=== Available records ===

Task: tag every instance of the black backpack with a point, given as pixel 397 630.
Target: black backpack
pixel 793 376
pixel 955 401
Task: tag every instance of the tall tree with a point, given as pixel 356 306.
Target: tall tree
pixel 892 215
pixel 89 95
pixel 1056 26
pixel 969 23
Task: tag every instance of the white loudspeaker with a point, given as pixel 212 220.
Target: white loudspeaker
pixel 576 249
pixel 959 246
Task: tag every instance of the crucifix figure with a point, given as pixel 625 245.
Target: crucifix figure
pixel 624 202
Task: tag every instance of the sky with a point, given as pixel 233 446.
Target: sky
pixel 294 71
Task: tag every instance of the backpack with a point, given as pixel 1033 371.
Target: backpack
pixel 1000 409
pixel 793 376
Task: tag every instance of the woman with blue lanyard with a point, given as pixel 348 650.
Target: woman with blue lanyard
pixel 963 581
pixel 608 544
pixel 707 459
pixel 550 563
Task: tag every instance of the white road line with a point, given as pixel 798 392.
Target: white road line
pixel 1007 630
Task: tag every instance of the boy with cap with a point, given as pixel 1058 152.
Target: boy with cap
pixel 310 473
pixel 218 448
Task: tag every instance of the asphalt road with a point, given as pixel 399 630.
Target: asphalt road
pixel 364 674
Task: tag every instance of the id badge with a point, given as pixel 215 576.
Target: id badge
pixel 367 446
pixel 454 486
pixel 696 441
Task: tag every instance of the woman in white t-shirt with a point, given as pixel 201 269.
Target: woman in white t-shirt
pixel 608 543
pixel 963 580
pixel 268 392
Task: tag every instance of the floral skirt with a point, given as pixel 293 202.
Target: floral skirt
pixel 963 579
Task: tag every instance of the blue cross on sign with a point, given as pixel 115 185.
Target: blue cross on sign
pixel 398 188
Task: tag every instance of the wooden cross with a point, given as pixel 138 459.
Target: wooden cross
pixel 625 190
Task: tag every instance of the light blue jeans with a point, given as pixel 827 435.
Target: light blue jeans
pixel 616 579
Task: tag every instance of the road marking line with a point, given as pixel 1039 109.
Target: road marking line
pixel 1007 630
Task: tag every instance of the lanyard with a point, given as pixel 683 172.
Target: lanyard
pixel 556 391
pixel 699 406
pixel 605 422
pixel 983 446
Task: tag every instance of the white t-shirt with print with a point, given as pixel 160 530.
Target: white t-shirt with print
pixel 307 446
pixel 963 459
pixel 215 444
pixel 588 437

=== Given exercise ===
Reproduce only the stretch from the line containing "Task: tag every instance of the crucifix" through the line containing "pixel 616 579", changing "backpack" to "rucksack" throughout and keeping all else unchanged.

=== Answer ===
Task: tag every instance of the crucifix figure with a point, given as pixel 625 245.
Target: crucifix figure
pixel 624 202
Task: tag every instance of the sky with a point, given as pixel 233 446.
Target: sky
pixel 294 71
Task: tag every instance of the rucksack with a point, given as pixel 1033 371.
Target: rucksack
pixel 1000 409
pixel 793 376
Task: tag every instance of the woman with blue lanyard with a point, given as pixel 348 650.
Target: woman with blue lanyard
pixel 963 581
pixel 608 544
pixel 707 459
pixel 550 563
Task: tag every instance of the white road line with a point, given as pixel 798 392.
Target: white road line
pixel 1007 630
Task: tag every instance of the boy with cap with a point, given as pixel 1058 152.
Target: boy with cap
pixel 310 473
pixel 218 448
Task: tag every instance of the asphalt road with a point, given as pixel 399 630.
Target: asphalt road
pixel 364 674
Task: tag every instance of the id badge with a point, given as pixel 215 576.
Target: id badge
pixel 367 446
pixel 454 486
pixel 696 441
Task: tag every instance of the woman in white t-shirt with a point, given as pixel 201 269.
Target: woman in white t-shirt
pixel 608 543
pixel 963 580
pixel 268 392
Task: tag every instance of the floral skirt with a point, given as pixel 293 202.
Target: floral skirt
pixel 963 579
Task: tag every instance of the blue cross on sign with a point, given as pixel 115 185.
Target: blue cross on sign
pixel 398 188
Task: tag every instance of the wooden cross with a point, given as pixel 138 459.
Target: wooden cross
pixel 625 190
Task: tag every instance of the light blue jeans with a point, given as pixel 827 435.
Target: light blue jeans
pixel 616 579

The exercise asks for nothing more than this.